▶ _INSTRUCTIONS TO FOLLOW_
Nothing in the records should be left out; transcribe them exactly.
[[ INFORMATION PROVIDED open ]]
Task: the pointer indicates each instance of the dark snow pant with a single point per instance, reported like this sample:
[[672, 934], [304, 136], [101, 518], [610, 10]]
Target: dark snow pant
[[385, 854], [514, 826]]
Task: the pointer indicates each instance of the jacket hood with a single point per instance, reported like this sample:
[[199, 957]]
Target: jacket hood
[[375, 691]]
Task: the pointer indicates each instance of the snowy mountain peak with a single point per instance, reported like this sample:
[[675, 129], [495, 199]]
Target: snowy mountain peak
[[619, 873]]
[[ INFORMATION PROVIDED closed ]]
▶ _EXERCISE OUTPUT_
Task: the pointer indicates each instance of the dark snow pant with a single point per instance, reported like this sample:
[[672, 934], [304, 136], [101, 518], [610, 10]]
Target: dark snow pant
[[385, 854], [514, 826]]
Task: the pointer indicates each instance of the jacket hood with a single point per instance, reported like this sample:
[[199, 957]]
Target: jacket hood
[[375, 691]]
Task: the pointer indicates each instance of the snowy mountain peak with a single point per instance, reported like this sample:
[[675, 129], [495, 199]]
Target: snowy mountain peak
[[619, 873]]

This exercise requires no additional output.